### [GIVEN TEXT]
%%

Pale but… not so interesting

At some point between when we started taking an interest in beer and now, the niche ‘golden ales’ had found in the market got taken over ‘pale and hoppy’ ones.

A few weeks ago, we had a bottle of Summer Lightning for the first time in a while and, although we enjoyed it, we were taken aback at how sweet and yeasty it tasted. It was one of our first loves and, in our minds, was a super-hoppy, crisp, clean beer. Not so. The same day, Neil Chantrell of Coach House Brewing, said almost exactly the same thing on Twitter.

Exmoor Gold was even more of a shock when we drank it at the George Inn at Middlezoy a fortnight ago: like golden syrup and, sadly, not that enjoyable. We dumped it: “It’s not you, it’s us; we’ve moved on, but you’ve stayed the same.”

We don’t think either beer has changed, though. It’s just that we’ve come to expect a certain lightness and much more bitterness from yellow-golden ales. At the George, our second pint, Glastonbury Ales Mystery Tor, hit the spot: tropical fruit and almost-but-not-quite puckering bitterness were present and correct.

Where does this leave the previous generation of golden ales? Should they change to keep up? And will the same fate befall the current crop of pale and hoppy beers in ten years time?

%%

### [REQUEST 1]
Please set down everything in the golden ales text from "We don’t think" down to "present and correct.", word for word.
### [REQUEST 2]
Decide whether each statement agrees with the golden ales text, answering yes or no and quoting the words that settle it: (a) Summer Lightning tasted sweet and yeasty to the writers. (b) The writers think Exmoor Gold has changed since they first drank it. (c) The writers drank Exmoor Gold at the George Inn at Middlezoy.
The listing comes from a different source than the golden ales text.

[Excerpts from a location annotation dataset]
%%

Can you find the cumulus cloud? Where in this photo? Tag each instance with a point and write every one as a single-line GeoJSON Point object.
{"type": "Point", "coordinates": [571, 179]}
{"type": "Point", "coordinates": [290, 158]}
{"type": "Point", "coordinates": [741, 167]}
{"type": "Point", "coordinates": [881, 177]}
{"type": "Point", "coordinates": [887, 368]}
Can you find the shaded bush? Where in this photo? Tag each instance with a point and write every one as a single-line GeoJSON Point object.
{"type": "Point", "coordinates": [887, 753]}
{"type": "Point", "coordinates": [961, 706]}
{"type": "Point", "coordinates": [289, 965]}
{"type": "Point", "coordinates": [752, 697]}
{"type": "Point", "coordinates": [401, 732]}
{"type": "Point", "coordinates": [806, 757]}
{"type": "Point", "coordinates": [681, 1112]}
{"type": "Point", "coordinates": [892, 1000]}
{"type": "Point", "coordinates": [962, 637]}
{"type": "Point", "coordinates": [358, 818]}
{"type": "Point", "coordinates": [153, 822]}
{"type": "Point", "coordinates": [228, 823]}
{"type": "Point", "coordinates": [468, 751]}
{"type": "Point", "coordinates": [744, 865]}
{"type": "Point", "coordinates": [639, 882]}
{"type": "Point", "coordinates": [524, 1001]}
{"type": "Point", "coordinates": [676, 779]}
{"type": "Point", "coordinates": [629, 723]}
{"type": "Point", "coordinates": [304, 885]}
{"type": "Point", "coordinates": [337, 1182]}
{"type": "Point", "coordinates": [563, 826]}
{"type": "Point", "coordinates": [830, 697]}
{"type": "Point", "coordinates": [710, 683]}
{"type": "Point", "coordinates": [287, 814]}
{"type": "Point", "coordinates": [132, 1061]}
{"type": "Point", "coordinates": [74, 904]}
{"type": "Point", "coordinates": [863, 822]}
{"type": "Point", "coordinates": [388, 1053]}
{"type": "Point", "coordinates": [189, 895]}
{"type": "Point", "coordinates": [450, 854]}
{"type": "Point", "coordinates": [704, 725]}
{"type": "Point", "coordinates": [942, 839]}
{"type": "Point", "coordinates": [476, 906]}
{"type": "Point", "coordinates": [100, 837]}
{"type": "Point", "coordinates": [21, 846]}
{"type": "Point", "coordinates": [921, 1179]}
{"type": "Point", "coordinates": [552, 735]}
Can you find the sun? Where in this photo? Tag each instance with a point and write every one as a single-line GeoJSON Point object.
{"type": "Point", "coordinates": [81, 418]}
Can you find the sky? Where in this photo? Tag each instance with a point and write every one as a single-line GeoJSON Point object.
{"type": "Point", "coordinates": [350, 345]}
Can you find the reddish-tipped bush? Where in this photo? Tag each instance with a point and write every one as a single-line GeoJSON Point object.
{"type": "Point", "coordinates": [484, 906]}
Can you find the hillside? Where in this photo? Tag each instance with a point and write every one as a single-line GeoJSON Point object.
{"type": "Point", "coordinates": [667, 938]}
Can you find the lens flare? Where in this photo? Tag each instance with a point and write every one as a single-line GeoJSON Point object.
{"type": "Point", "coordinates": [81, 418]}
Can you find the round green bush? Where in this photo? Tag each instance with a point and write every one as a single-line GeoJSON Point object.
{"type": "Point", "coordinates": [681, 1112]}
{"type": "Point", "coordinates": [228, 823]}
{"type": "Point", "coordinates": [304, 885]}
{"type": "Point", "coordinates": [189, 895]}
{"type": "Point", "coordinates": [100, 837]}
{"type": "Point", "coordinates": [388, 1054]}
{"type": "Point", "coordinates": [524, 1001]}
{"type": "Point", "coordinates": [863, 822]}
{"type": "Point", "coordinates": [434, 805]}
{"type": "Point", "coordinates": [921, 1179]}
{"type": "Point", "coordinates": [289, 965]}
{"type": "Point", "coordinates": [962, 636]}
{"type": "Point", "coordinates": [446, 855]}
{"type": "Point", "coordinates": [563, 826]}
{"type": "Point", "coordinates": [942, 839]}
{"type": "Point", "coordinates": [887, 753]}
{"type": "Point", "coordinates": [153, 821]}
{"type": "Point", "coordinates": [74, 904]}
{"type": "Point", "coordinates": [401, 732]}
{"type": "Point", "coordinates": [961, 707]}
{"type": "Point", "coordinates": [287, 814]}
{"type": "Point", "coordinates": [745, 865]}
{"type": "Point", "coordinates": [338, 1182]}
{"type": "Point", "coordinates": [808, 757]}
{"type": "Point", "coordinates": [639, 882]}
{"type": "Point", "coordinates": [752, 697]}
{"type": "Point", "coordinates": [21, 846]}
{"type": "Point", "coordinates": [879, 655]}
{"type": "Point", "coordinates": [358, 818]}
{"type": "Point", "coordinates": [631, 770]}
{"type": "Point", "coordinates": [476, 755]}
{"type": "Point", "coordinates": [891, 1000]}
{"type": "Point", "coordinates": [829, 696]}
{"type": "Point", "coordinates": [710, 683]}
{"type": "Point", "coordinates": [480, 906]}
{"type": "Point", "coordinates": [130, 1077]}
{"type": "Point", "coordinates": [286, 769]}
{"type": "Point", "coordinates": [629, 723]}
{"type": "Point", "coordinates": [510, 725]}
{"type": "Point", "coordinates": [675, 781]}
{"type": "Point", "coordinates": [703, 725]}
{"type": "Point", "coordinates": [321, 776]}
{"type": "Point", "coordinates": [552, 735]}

%%

### [ANSWER 1]
We don’t think either beer has changed, though. It’s just that we’ve come to expect a certain lightness and much more bitterness from yellow-golden ales. At the George, our second pint, Glastonbury Ales Mystery Tor, hit the spot: tropical fruit and almost-but-not-quite puckering bitterness were present and correct.

### [ANSWER 2]
(a) Yes: "we were taken aback at how sweet and yeasty it tasted"
(b) No: "We don’t think either beer has changed, though."
(c) Yes: "when we drank it at the George Inn at Middlezoy"